§ Entries supplied
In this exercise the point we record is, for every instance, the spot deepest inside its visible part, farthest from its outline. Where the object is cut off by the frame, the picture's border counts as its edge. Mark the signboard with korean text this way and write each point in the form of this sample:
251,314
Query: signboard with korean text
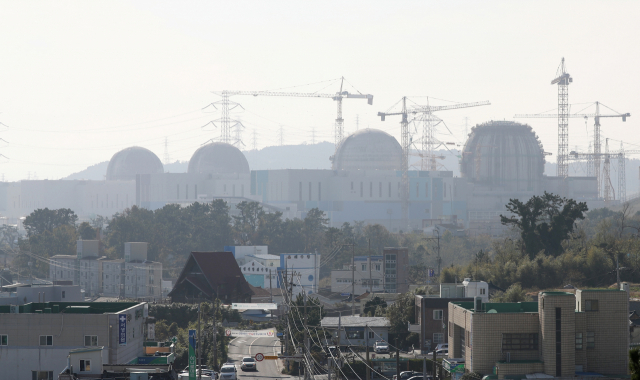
254,306
192,354
256,333
122,329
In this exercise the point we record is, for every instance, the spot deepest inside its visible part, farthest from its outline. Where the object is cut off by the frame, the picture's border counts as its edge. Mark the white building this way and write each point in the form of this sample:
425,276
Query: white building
467,289
305,268
260,275
35,339
45,293
131,277
240,252
368,273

§ The request
Copy out the lines above without any change, starting with the line that contains "Mark the white" and ending with the last line, both included.

§ Finished exercise
In this exercise the point we record is, for every instance, the spot deepest inside its visible part, farthest from its outline. Where the object is cut off by the frame, the picture's border counts as its edge. Mark the white building this way and write each point in the form of this sample:
425,276
Query: white building
467,289
305,268
260,275
35,339
45,293
131,277
240,252
368,273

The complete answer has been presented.